_WRITTEN TASK A_
In the HBase WALs thread, why might the Master need a restart after the region state in hbase:meta is changed?
## Start EXCERPTED PASSAGE
Re: HBASE WALs

Wellington Chevreuil Tue, 16 Mar 2021 08:50:58 -0700

>
> To be clear, if the other tables are stopped, I assume all pending and
> current operations will finish. How long will it take to write all data -
> if indeed the data does get permanently written - so that we can safely
> remove WALs?
>
If by "tables stopped" you mean your tables are disabled, then yeah, all
related data would already have been flushed into hfiles and wouldn't be on
your wals. But please be aware that what you really need here to get rid of
the rogue proc is to remove master proc wals, not normal wals.


Em ter., 16 de mar. de 2021 às 07:12, Marc Hoppins <[email protected]>
escreveu:

> Overall, I am mystified as to how this could happen.  If Hadoop has a
> replication factor (I believe we use the default) of 3 and we have two
> datacenters with masters and workers in both, how can a network outage
> affect Hadoop operation? Surely it should have used available resources to
> continue operations...or have I misinterpreted entirely?
>
> -----Original Message-----
> From: Stack <[email protected]>
> Sent: Tuesday, March 16, 2021 7:16 AM
> To: Hbase-User <[email protected]>
> Subject: Re: HBASE WALs
>
> EXTERNAL
>
> On Fri, Mar 12, 2021 at 2:17 AM Marc Hoppins <[email protected]> wrote:
>
> > Hi, all,
> >
> > For our stuck region, this exists in meta.  Could we alter the state
> > to CLOSED (maybe via intermediate OPEN, CLOSING, CLOSED)?
> >
> > You could but IIRC, in that version of HBase, you may need to restart
> > the
> Master after the change (changing hbase:meta does not update the Master's
> in-memory state). On restart, Master will read hbase:meta to discover
> Region state.
>
> S
>
>
> > hds2_md5,BDFFEEF,1535957697205.f25fe93e24b34cb2f7fffddee1d89eec.
> > column=info:regioninfo, timestamp=1613580024017, value={ENCODED =>
> > f25fe93e24b34cb2f7fffddee1d89eec, NAME =>
> > 'hds2_md5,BDFFEEF,1535957697205.f25fe93e24b34cb2f7fffddee1d89eec.',
> > STARTKEY => 'BDFFEEF', ENDKEY => 'BEAA821D2'}
> > hds2_md5,BDFFEEF,1535957697205.f25fe93e24b34cb2f7fffddee1d89eec.
> > column=info:seqnumDuringOpen, timestamp=1611787189839,
> > value=\x00\x00\x00\x00\x00\x00\x04\x8F
> >  hds2_md5,BDFFEEF,1535957697205.f25fe93e24b34cb2f7fffddee1d89eec.
> > column=info:server, timestamp=1611787189839, value=
> > dr1-hbase18.jumbo.hq.eset.com:16020
> >  hds2_md5,BDFFEEF,1535957697205.f25fe93e24b34cb2f7fffddee1d89eec.
> > column=info:serverstartcode, timestamp=1611787189839,
> > value=1611785264032
> hds2_md5,BDFFEEF,1535957697205.f25fe93e24b34cb2f7fffddee1d89eec.
> > column=info:sn, timestamp=1613580024017, value=
> > ba-hbase25.jumbo.hq.eset.com,16020,1604475904456
> >  hds2_md5,BDFFEEF,1535957697205.f25fe93e24b34cb2f7fffddee1d89eec.
## End EXCERPTED PASSAGE
## Start GIVEN RECORDS
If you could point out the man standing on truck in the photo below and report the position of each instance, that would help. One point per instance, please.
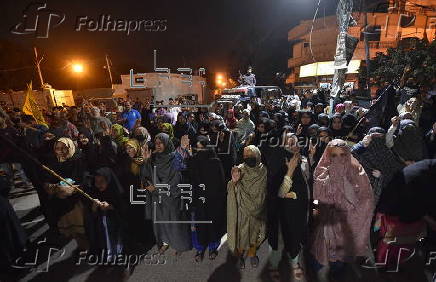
(130, 116)
(248, 79)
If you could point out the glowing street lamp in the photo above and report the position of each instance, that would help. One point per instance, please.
(220, 80)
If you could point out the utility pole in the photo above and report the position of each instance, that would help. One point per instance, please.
(38, 67)
(108, 67)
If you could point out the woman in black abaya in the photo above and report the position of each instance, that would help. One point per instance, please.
(106, 224)
(207, 171)
(166, 206)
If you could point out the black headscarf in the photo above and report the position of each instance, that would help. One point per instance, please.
(114, 191)
(408, 143)
(377, 156)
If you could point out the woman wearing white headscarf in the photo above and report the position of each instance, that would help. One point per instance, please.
(246, 219)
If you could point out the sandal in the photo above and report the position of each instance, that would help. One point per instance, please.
(297, 273)
(274, 274)
(213, 254)
(199, 256)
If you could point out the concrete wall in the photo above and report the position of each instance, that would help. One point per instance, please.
(165, 86)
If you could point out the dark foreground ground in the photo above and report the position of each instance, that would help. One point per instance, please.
(47, 261)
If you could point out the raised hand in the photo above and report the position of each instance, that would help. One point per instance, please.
(293, 163)
(395, 121)
(236, 174)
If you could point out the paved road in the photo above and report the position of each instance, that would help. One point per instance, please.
(57, 262)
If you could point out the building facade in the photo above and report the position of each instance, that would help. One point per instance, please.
(312, 54)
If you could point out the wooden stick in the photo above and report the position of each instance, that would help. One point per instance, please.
(26, 154)
(86, 195)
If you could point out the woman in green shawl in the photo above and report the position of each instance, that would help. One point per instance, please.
(168, 129)
(246, 221)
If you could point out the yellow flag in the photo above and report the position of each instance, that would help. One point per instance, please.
(30, 107)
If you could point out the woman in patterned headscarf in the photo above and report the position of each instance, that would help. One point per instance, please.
(163, 167)
(66, 208)
(128, 170)
(379, 162)
(118, 134)
(346, 205)
(246, 218)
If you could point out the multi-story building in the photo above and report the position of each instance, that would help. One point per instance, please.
(401, 19)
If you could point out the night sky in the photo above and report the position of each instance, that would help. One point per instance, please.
(224, 35)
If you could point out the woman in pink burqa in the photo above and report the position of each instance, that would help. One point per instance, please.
(345, 207)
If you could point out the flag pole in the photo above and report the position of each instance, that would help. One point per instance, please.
(38, 67)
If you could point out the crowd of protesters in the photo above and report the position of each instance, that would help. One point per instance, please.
(285, 172)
## End GIVEN RECORDS
_WRITTEN TASK B_
List every line of the listing above that contains the string "flag". Case counts.

_EXERCISE SOLUTION A_
Changing hbase:meta does not update the Master's in-memory state, and on restart the Master reads hbase:meta to discover Region state.

_EXERCISE SOLUTION B_
If you could point out the yellow flag in the photo above and report the position of each instance, that would help. One point per instance, please.
If you could point out the flag pole in the photo above and report the position of each instance, that would help. One point per instance, please.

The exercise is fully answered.